モラルとは、人が現実社会において守るべきとされる規範のことです。善悪の判断をともなう個人の感性であり、法的な拘束力はありません。日常生活を送るうえで、道徳的に正しいと考えられる行動、例えば「ウソをつかない」「他人に迷惑を掛けない」「ゴミをポイ捨てしない」などが含まれます。

 

モラルは英語だと「moral」。形容詞としては「道徳上の」「善悪の判断に関する」「良心の」、名詞としては「教訓」「品行」「道徳」といった意味で使われます。例えばmoral actであれば「道徳的な行為」、moral companyのような使い方であれば「倫理的企業」を表すのに使われます。

 

モラルの語源となっているのはラテン語の「mores(モーレス)」。社会の集団生活において、重要とされる行動様式のことで、日本語では習俗や掟(おきて)、慣習のように訳されます。

モラルの類義語

モラルの類義語

類義語

モラルの類義語として挙げられるのは「道徳」や「良識」「倫理」などです。道徳というのは、この世には人が従うべき道があり、それを体得している状態のことを指します。また良識とは、物事について正しく判断できる能力のことで、デカルトの『方法序説』の中では「理性」とも呼ばれています。考え方が健全な状態を表す言葉です。倫理という言葉は、社会生活を送るうえで守るべき一般的な決まり事や秩序という意味を持っています。それぞれ意味はモラルと似ているのですが、ニュアンスが少しずつ違っているのがわかります。

表示された記録:
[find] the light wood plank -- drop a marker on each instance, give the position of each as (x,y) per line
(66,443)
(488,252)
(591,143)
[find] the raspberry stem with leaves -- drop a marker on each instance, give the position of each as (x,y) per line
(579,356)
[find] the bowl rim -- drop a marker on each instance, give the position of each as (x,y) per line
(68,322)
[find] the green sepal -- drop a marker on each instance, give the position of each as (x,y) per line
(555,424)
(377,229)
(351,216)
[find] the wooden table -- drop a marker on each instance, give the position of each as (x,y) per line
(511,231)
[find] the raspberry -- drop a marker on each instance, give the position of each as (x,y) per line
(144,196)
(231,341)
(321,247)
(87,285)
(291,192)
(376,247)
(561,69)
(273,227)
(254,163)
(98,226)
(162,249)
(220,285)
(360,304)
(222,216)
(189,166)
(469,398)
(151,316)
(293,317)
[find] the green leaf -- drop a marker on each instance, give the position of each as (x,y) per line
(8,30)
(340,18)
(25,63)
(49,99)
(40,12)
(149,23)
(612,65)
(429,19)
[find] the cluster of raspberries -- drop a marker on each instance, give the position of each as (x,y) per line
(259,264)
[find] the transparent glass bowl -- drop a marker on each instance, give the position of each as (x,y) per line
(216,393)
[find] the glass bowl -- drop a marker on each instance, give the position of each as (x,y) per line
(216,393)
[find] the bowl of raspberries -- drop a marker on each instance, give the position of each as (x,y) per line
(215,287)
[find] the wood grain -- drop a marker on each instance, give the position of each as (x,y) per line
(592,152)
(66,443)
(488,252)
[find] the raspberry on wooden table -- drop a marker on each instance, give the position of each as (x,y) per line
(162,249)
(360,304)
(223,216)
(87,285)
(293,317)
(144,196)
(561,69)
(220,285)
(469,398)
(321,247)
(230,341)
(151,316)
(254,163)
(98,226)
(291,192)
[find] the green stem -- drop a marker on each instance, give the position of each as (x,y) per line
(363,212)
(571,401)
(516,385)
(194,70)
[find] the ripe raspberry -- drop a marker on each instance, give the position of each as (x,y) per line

目標: モラルについての本文のうち、「モラルの類義語として挙げられ」から「つ違っているのがわかります。」までを、両端の語句も含めて正確に書き写してください。 本文の内容だけを根拠にしてください。

正解:
モラルの類義語として挙げられるのは「道徳」や「良識」「倫理」などです。道徳というのは、この世には人が従うべき道があり、それを体得している状態のことを指します。また良識とは、物事について正しく判断できる能力のことで、デカルトの『方法序説』の中では「理性」とも呼ばれています。考え方が健全な状態を表す言葉です。倫理という言葉は、社会生活を送るうえで守るべき一般的な決まり事や秩序という意味を持っています。それぞれ意味はモラルと似ているのですが、ニュアンスが少しずつ違っているのがわかります。